The reply should consist of every entry, repeated exactly.

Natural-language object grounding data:

#####

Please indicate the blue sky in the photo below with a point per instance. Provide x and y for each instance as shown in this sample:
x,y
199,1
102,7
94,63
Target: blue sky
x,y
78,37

#####

ANSWER BELOW:
Please indicate the blue sky in the photo below with a point per instance. Provide x and y for each instance as shown in this sample:
x,y
199,1
102,7
94,63
Target: blue sky
x,y
78,37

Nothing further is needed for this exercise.